◆ Challenge
Recast the material below as a two-column CSV with the headers input and output. Give one row for each text-and-answer pair, put each value in a single quoted field with line breaks turned into spaces, and leave the pictures out.

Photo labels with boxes

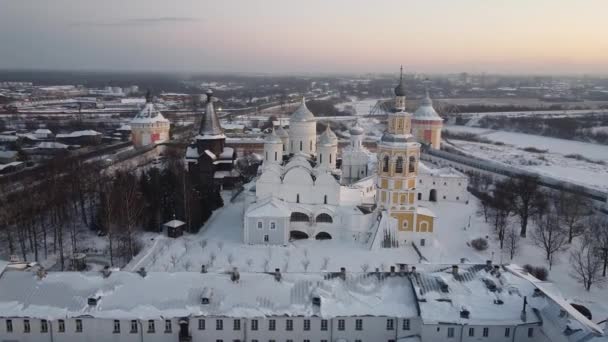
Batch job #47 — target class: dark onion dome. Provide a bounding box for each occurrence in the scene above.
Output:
[414,92,443,121]
[348,120,365,135]
[199,89,224,136]
[289,97,315,122]
[395,65,405,96]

◆ Expected output
input,output
"Batch job #47 — target class: dark onion dome. Provide a bounding box for each occurrence in the scene above. Output:","[414,92,443,121] [348,120,365,135] [199,89,224,136] [289,97,315,122] [395,65,405,96]"